Work to complete:
#1 According to the game review, which earlier entry's version of Dante does the rebooted Dante primarily mirror?
#2 Set down a passage from the game review word for word, beginning at the words "Well, I remember" and stopping after "that was it.".

Excerpt to read:
/---

Boss: "F**k you!"
Dante: "F**k you!"
Boss: "F**k you!" (Vomiting on Dante).
Ah, the eloquence of a well-written text. Such a massive display of talent is truly enviable.
I hope I can get some words across the way I want without triggering the profanity filter. The game deserves some assertive adjectives, I think.
Well, I remember well the irrelevant outrage within the community when the reboot was announced, and the new character designs were revealed. The game was then released, it was good, and then that was it.
The years have given the game a fair share of critical reviews, but it seems that the core experience remains satisfying enough, and the consensus suggests that most consider the game at least a solid production.
In a very strange way, the conditions that made this game possible also put it in a unique position within the franchise, being simultaneously familiar and different enough to justify itself as a standalone and still valid experience.
It's not because the others are better that this one deserves to be discarded. For better or worse, the DMC Devil May Cry experience can only truly be found in itself.
Anyway, let's move on.
DMC was an attempt to reboot the franchise, bringing it to the West with all the gratification of the most irritating and petty teenage "charm" one could ask for.
This "Westernization," in essence, was responsible for the most degrading and superficial aspects of the experience and basically obliterated the iconic aesthetics of the originals (which ended up being, simultaneously, both the harshest blow and the most original aspect of the game).
Dante, primarily mirroring the character's version in DMC 3, went from a cocky and energetic young man, overflowing with charisma, a sense of humor, and positive confidence, to a generic punk bad boy f**kboy who seems to inhabit the darkest corners of an introverted and edgy teenager's mind who thinks he's too good for the world, without realizing he's just a idiot.
He was a true terror for his enemies. He wouldn't just beat you up; he'd mock you the entire time. It was a vibrant and competitive teenage power fantasy, like a classic good anime character.
Now, the guy can barely deliver a memorable one-liner. Instead, he prefers to make double entendres and replicate a shallow personality, a centimeter away from the unbearable sarcasm that you find in Twitter comments.
Our hero, this time, has as much presence as a stale piece of bread. But deep down, he's a good guy and has a soft spot for cute gothic girls with an even more null vibe. How lovely.
The female characters, who were as charismatic and kicked as much ass as the guys, were also reduced to lifeless and humorless characters, one being the cute goth girl and the other, an overused blow-up doll, and a grotesque abomination serving as a boss (And I'm totally stretching the definition of "female" here).
The villains aren't the best either, having no significant presence in the narrative or being mechanically interesting to fight. They have disturbingly suggestive designs and/or disgusting reproductions of what I assume is a failed attempt to execute body horror, something the Japanese have always excelled at.

\---

Dataset extract:
/---

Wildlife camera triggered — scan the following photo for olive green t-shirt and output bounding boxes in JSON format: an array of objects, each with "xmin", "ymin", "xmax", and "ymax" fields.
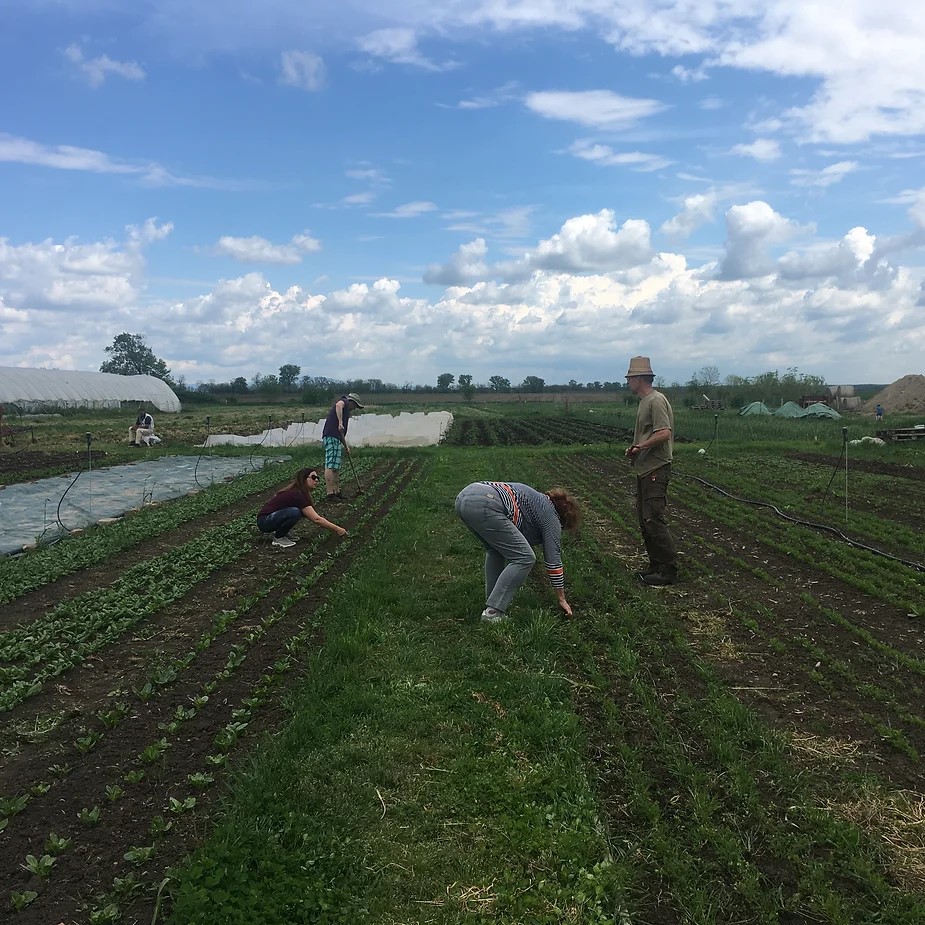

\---

Worked answers:
#1 DMC 3

#2
Well, I remember well the irrelevant outrage within the community when the reboot was announced, and the new character designs were revealed. The game was then released, it was good, and then that was it.